Exercise directions.
Put the lines in the items below into a numbered list, starting at the line that contains "of the blue" and ending with the last line of the items. Leave out any blank lines.

Items from a pointing dataset
--

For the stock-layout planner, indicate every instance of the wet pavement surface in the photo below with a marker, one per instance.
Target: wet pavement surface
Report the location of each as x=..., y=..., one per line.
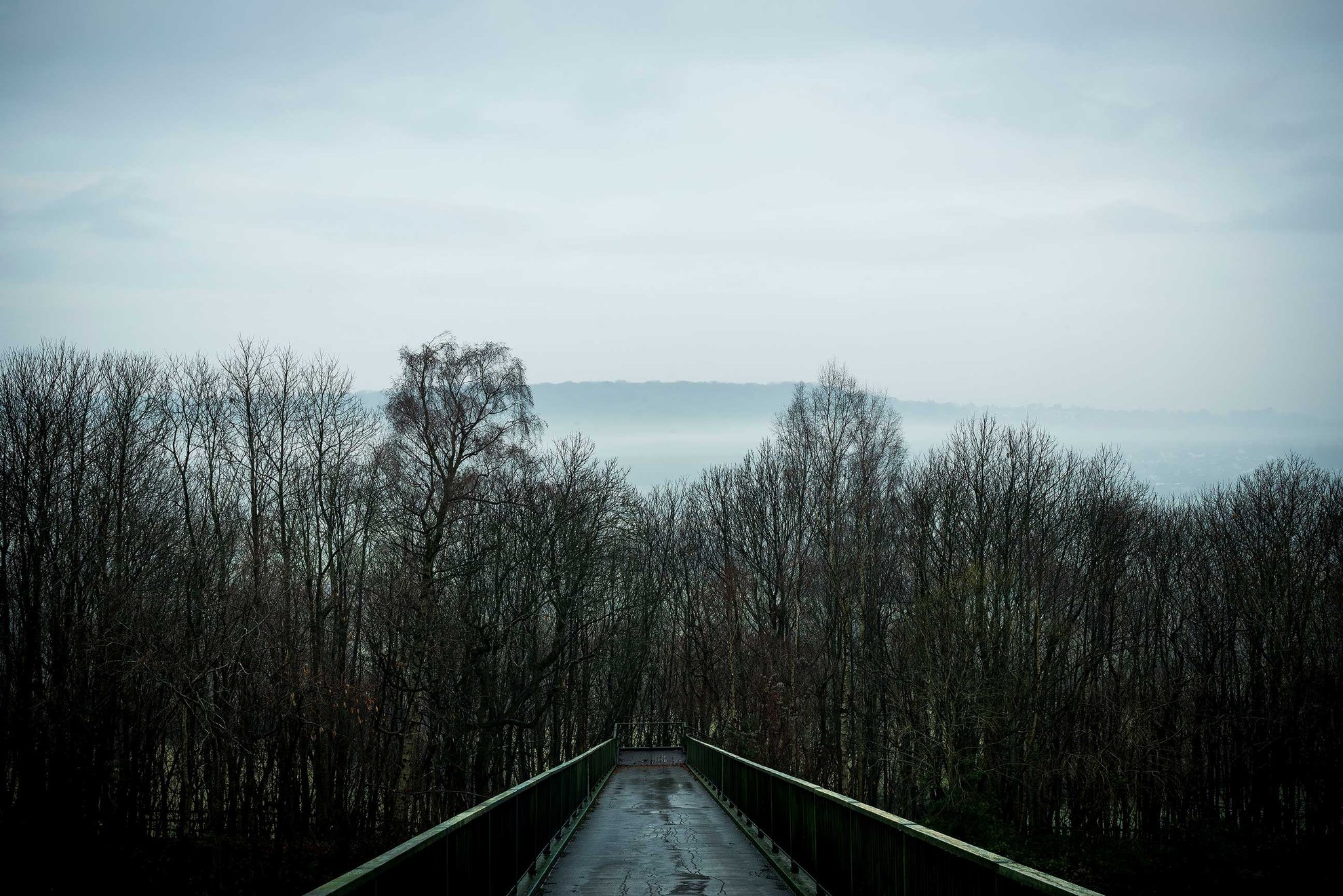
x=657, y=832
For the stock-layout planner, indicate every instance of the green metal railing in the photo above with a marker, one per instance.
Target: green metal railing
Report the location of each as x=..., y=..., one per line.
x=486, y=849
x=851, y=848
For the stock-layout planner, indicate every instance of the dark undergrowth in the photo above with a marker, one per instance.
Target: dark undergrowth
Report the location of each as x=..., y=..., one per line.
x=204, y=867
x=1208, y=860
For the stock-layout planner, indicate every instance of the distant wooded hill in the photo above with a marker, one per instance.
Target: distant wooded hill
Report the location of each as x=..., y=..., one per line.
x=671, y=430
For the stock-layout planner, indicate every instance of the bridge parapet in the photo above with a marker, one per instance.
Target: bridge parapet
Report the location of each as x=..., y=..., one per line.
x=488, y=848
x=851, y=848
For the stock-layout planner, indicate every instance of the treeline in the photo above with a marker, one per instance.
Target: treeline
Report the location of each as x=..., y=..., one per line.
x=1011, y=633
x=242, y=608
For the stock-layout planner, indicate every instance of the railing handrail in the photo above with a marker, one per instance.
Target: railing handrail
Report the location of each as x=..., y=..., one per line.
x=357, y=876
x=1024, y=874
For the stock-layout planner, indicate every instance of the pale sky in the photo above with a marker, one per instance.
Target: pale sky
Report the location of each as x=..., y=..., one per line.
x=1114, y=205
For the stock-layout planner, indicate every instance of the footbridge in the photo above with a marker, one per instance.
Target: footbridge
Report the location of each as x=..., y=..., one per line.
x=657, y=812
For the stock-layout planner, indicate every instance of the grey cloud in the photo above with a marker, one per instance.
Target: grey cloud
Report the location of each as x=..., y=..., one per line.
x=111, y=207
x=1315, y=211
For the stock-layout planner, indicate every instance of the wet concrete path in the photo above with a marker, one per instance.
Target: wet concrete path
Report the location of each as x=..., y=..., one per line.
x=656, y=830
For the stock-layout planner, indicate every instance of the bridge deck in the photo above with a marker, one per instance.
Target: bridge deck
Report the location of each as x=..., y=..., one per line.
x=656, y=830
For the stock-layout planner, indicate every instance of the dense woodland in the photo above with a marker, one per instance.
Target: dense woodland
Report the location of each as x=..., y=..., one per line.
x=254, y=630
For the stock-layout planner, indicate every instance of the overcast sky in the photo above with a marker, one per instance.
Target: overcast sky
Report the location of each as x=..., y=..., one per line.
x=1138, y=205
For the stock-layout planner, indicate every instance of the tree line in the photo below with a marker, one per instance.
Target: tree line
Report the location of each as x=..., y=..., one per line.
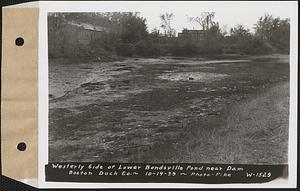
x=126, y=34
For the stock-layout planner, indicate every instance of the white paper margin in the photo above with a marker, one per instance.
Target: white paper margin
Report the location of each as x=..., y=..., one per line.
x=109, y=6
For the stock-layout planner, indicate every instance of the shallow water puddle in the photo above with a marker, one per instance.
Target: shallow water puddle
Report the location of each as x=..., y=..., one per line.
x=192, y=76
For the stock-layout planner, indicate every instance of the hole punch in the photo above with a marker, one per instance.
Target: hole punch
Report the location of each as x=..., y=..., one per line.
x=19, y=41
x=21, y=146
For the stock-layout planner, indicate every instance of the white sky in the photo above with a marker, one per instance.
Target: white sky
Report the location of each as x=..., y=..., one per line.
x=227, y=14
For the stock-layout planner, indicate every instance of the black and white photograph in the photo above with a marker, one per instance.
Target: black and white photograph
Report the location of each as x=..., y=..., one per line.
x=169, y=87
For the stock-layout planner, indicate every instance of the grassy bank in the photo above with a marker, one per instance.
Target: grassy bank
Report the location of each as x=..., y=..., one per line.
x=253, y=131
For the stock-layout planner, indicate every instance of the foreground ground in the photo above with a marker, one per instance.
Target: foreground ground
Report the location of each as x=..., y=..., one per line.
x=170, y=110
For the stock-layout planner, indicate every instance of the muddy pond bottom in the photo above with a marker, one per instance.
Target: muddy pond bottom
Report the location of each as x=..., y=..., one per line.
x=192, y=76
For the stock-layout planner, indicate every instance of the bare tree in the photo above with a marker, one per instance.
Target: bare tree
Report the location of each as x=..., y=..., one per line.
x=166, y=24
x=205, y=20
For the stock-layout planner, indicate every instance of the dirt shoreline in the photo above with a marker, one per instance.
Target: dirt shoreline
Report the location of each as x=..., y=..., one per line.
x=124, y=112
x=248, y=134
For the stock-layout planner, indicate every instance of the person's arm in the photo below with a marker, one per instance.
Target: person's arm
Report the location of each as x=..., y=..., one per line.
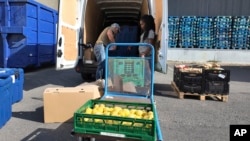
x=111, y=38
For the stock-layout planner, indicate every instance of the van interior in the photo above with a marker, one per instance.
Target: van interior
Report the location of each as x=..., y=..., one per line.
x=102, y=13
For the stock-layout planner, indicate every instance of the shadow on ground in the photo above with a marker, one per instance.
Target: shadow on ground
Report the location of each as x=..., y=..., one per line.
x=48, y=75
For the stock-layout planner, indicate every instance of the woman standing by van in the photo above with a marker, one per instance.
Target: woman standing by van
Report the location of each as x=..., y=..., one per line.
x=106, y=37
x=147, y=25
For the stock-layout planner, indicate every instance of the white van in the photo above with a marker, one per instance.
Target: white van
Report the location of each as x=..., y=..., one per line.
x=81, y=21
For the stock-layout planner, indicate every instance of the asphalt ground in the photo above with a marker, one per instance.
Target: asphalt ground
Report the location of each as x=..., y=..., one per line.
x=180, y=119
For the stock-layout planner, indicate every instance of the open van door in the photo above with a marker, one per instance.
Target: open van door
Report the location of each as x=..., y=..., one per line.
x=69, y=25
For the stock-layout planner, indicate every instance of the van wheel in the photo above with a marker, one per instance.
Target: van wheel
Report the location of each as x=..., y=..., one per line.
x=87, y=76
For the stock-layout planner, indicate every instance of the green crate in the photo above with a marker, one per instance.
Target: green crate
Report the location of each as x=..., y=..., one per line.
x=100, y=124
x=131, y=70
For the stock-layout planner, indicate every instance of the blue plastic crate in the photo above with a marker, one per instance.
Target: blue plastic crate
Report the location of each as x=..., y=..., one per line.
x=5, y=98
x=18, y=85
x=29, y=35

--

Response for this exercise.
1. For the stock-layout planner, indicate every instance of the blue plastic crate in the photo above with a marker, one per instance.
2. Target: blue plastic crate
3. Report the location of each as x=..., y=..., one per line.
4. x=5, y=98
5. x=18, y=85
6. x=29, y=35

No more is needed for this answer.